Stored data entries:
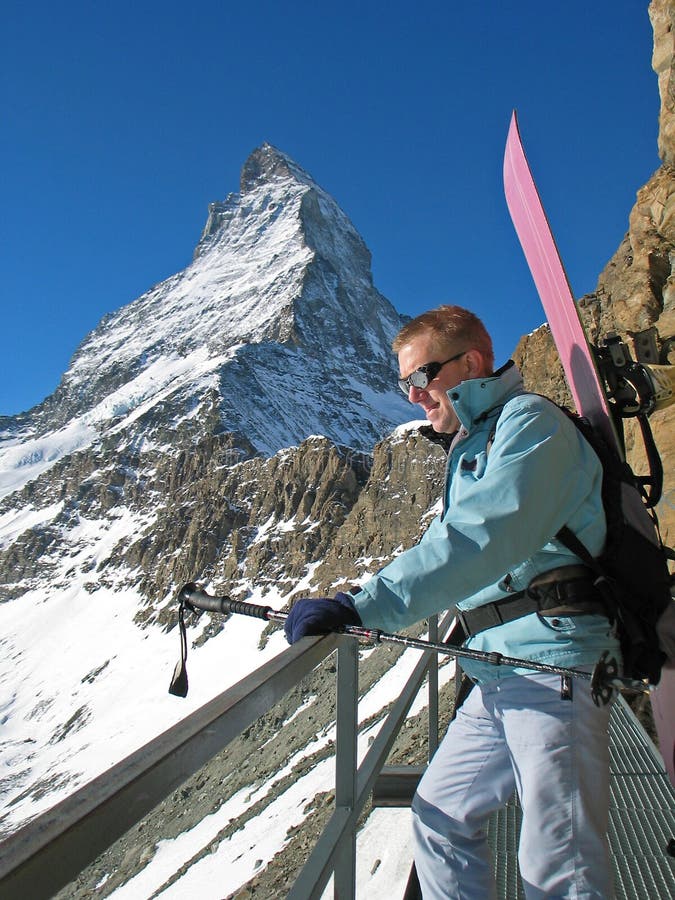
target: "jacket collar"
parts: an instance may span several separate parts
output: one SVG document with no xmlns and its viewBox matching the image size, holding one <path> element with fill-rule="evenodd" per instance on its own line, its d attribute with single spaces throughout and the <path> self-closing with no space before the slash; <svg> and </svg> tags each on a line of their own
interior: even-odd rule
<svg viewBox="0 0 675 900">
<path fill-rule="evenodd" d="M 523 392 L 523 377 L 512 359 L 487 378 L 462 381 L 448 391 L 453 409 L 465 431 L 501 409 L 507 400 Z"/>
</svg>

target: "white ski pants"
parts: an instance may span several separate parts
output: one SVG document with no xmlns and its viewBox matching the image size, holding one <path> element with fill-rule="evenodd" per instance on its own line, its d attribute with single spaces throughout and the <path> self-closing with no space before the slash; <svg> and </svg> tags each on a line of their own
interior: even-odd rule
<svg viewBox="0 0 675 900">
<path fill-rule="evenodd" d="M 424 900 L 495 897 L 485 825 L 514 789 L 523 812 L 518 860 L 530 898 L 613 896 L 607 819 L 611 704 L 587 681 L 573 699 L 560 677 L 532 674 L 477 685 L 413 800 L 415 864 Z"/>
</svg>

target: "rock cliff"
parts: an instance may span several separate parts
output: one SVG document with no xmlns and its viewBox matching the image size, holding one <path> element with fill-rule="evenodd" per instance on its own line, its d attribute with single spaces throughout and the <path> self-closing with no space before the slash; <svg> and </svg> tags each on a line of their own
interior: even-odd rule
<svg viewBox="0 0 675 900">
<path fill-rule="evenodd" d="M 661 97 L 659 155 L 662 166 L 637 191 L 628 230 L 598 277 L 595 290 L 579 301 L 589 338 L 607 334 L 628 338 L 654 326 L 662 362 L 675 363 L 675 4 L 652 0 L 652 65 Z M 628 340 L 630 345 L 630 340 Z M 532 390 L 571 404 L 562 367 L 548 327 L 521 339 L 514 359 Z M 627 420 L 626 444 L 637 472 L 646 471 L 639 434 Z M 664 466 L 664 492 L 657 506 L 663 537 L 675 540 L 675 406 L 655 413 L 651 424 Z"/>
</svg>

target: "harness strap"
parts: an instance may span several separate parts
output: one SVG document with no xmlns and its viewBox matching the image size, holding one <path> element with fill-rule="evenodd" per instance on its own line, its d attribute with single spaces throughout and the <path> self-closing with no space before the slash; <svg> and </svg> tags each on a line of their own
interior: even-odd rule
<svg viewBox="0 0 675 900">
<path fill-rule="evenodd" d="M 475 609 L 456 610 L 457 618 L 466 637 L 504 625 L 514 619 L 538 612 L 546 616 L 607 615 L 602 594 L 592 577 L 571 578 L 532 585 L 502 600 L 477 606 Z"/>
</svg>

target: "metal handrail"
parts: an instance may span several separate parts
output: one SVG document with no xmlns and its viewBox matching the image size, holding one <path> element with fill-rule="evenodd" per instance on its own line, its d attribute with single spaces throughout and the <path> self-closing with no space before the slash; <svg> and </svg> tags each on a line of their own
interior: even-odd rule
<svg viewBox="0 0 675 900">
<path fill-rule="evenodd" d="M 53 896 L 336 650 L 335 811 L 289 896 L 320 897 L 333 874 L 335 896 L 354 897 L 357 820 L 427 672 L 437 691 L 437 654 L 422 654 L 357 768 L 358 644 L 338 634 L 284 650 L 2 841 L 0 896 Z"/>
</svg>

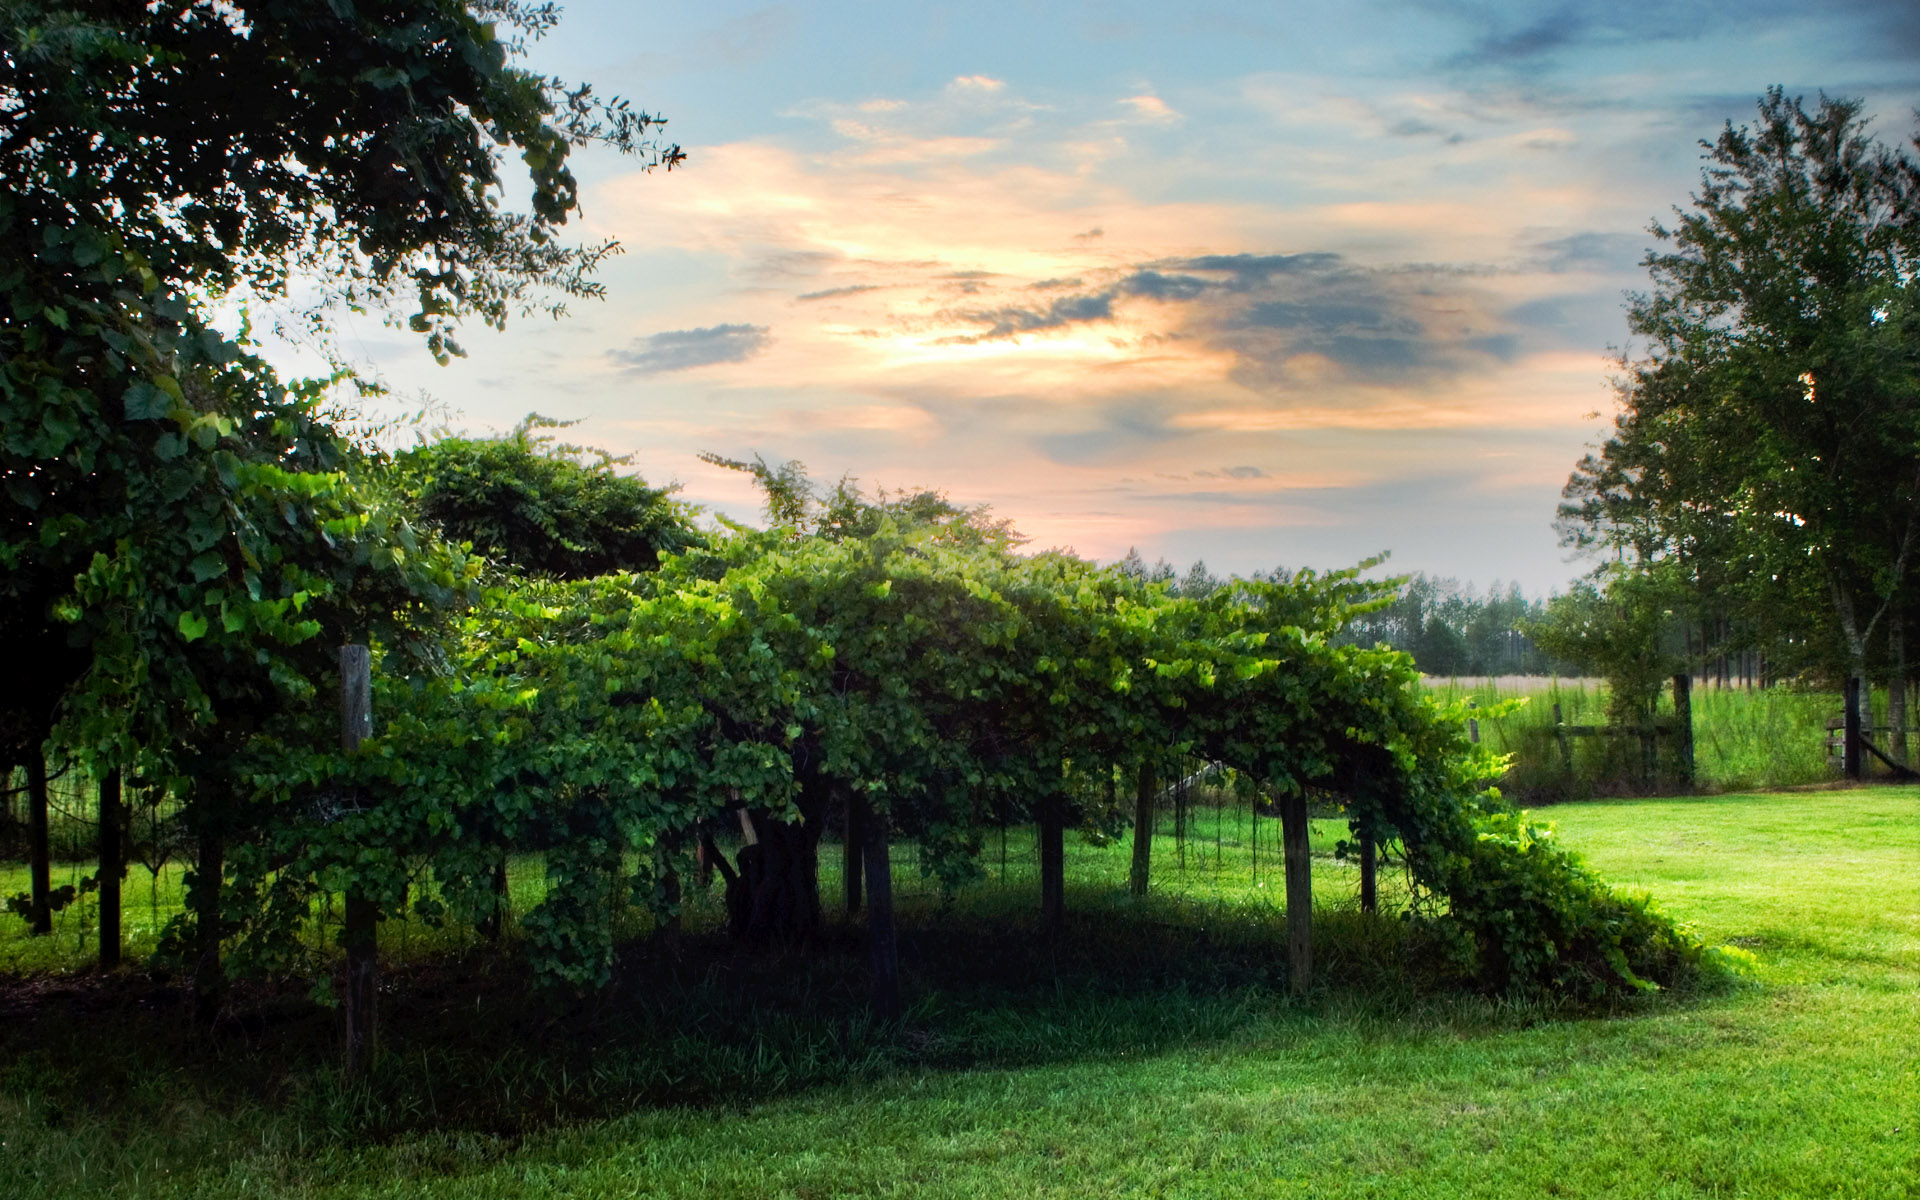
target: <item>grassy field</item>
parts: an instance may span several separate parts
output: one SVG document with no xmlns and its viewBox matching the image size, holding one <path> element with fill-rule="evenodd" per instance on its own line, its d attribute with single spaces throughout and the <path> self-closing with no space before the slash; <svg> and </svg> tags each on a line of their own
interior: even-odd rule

■ Exercise aim ■
Leaving the pictures aside, write out the entries above exactly.

■ Reply to the task ■
target: "jacket collar"
parts: an instance may span several separate parts
output: one SVG document with no xmlns and its viewBox matching the image size, holding one <path> element with fill-rule="evenodd" per instance on its own line, its d attribute with single spaces throughout and the <path> self-closing with no space before the slash; <svg> and </svg> tags each on a line of their own
interior: even-odd rule
<svg viewBox="0 0 675 900">
<path fill-rule="evenodd" d="M 523 392 L 523 377 L 512 359 L 487 378 L 462 381 L 448 391 L 453 409 L 465 431 L 501 409 L 507 400 Z"/>
</svg>

target: "white ski pants"
parts: an instance may span several separate parts
output: one SVG document with no xmlns and its viewBox matching the image size, holding one <path> element with fill-rule="evenodd" per instance on its own line, its d attribute with single spaces throughout and the <path> self-closing with no space before the slash; <svg> and </svg> tags each on a line of their own
interior: even-odd rule
<svg viewBox="0 0 675 900">
<path fill-rule="evenodd" d="M 424 900 L 495 897 L 485 825 L 514 789 L 523 812 L 518 860 L 530 898 L 613 896 L 607 819 L 611 704 L 587 681 L 573 699 L 560 677 L 532 674 L 477 685 L 413 800 L 415 864 Z"/>
</svg>

target: "rock cliff"
parts: an instance may span several separate parts
output: one SVG document with no xmlns and its viewBox matching the image size, holding one <path> element with fill-rule="evenodd" per instance on its own line, its d attribute with single spaces throughout and the <path> self-closing with no space before the slash; <svg> and </svg> tags each on a line of their own
interior: even-odd rule
<svg viewBox="0 0 675 900">
<path fill-rule="evenodd" d="M 661 97 L 659 155 L 662 166 L 637 191 L 628 230 L 598 277 L 595 290 L 579 301 L 589 338 L 607 334 L 628 338 L 654 326 L 662 362 L 675 363 L 675 4 L 652 0 L 652 65 Z M 628 340 L 630 345 L 630 340 Z M 532 390 L 571 404 L 562 367 L 548 327 L 521 339 L 514 359 Z M 627 420 L 626 444 L 637 472 L 646 471 L 639 434 Z M 664 466 L 664 492 L 657 506 L 663 537 L 675 540 L 675 406 L 655 413 L 651 424 Z"/>
</svg>

target: "harness strap"
parts: an instance may span several separate parts
output: one SVG document with no xmlns and its viewBox matching the image size, holding one <path> element with fill-rule="evenodd" per instance on its own line, its d attribute with single spaces throughout and the <path> self-closing with no space before the slash; <svg> and </svg> tags each on a line of their own
interior: even-odd rule
<svg viewBox="0 0 675 900">
<path fill-rule="evenodd" d="M 475 609 L 456 610 L 457 618 L 466 637 L 504 625 L 514 619 L 538 612 L 546 616 L 607 615 L 602 594 L 592 577 L 571 578 L 532 585 L 502 600 L 477 606 Z"/>
</svg>

target: "metal handrail"
parts: an instance may span several separate parts
output: one SVG document with no xmlns and its viewBox matching the image size, holding one <path> element with fill-rule="evenodd" per instance on its own line, its d attribute with single spaces throughout and the <path> self-closing with no space before the slash; <svg> and </svg> tags each on a line of their own
interior: even-odd rule
<svg viewBox="0 0 675 900">
<path fill-rule="evenodd" d="M 53 896 L 336 650 L 335 811 L 289 896 L 320 897 L 333 874 L 335 896 L 354 897 L 357 820 L 427 672 L 437 691 L 437 654 L 422 654 L 357 768 L 358 644 L 338 634 L 284 650 L 2 841 L 0 896 Z"/>
</svg>

target: <item>grassy field</item>
parts: an instance may span several separate parts
output: one SVG document with no xmlns and its viewBox matching the image size, holding one <path> element with fill-rule="evenodd" per instance on its own line, its d attribute with single spaces throughout and the <path> self-closing with no space before the slash; <svg> and </svg> tags each on a line of their own
interior: even-odd rule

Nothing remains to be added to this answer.